---------- Records for the task

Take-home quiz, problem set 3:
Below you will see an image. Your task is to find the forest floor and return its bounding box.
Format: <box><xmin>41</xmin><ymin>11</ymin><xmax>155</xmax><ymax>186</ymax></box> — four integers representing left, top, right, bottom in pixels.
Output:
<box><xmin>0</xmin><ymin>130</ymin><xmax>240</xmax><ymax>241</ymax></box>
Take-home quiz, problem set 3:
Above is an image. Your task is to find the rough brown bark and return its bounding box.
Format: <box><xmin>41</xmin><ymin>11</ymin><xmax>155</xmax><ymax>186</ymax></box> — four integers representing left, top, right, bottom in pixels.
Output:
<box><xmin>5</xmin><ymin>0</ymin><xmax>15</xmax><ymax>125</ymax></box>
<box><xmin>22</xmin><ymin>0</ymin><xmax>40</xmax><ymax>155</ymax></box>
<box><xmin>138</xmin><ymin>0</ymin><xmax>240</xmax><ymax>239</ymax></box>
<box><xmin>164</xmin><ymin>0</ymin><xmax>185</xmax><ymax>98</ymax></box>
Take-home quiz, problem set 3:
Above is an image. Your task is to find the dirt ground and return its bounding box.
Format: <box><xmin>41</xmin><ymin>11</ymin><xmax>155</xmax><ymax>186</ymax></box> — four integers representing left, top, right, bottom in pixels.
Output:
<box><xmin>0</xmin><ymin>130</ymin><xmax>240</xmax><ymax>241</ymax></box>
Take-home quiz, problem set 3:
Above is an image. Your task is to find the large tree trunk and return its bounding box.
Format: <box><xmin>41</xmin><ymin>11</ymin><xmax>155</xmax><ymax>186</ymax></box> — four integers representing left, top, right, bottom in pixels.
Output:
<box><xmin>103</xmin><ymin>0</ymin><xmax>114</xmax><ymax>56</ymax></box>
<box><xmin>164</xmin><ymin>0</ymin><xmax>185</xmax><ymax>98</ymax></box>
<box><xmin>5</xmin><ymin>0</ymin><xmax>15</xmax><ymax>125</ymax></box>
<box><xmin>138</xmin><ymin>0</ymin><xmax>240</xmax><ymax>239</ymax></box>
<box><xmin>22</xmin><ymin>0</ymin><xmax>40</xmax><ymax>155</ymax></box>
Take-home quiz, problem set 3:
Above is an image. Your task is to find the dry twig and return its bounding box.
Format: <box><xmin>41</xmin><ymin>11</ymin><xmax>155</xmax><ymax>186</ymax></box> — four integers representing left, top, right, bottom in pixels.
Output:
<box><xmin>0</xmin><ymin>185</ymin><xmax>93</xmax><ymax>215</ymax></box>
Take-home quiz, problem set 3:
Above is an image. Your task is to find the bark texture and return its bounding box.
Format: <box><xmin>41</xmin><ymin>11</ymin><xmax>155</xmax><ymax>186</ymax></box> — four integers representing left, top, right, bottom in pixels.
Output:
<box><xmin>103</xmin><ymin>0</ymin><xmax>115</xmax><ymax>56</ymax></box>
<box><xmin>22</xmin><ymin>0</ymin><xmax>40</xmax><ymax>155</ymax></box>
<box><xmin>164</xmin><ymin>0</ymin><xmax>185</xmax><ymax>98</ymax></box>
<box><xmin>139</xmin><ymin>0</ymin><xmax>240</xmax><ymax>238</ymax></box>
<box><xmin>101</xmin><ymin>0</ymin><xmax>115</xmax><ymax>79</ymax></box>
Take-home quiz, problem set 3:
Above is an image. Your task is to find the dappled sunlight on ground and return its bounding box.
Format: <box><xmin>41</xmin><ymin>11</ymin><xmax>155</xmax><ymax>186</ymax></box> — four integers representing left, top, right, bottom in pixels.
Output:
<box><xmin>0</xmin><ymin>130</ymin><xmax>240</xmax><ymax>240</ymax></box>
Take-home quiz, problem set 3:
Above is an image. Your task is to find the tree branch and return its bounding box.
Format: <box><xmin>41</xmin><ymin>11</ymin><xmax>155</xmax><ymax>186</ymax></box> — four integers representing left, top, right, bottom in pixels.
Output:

--------------------

Task to complete:
Go through the material and report each line that holds the string "image".

Answer to this task:
Below you will see an image. Your task is to find the forest floor and return its bounding box.
Above is an image. Your task is to find the rough brown bark and return its bounding box.
Above is an image. Your task is to find the dirt ground and return its bounding box.
Above is an image. Your task is to find the large tree trunk and return its bounding box.
Above is an image. Your task is to find the dry twig and return its bounding box.
Above is an image. Your task is to find the bark texture and return its bounding box.
Above is an image. Your task is to find the dappled sunlight on ground and return its bounding box.
Above is an image. Your task is to find the tree branch and return its bounding box.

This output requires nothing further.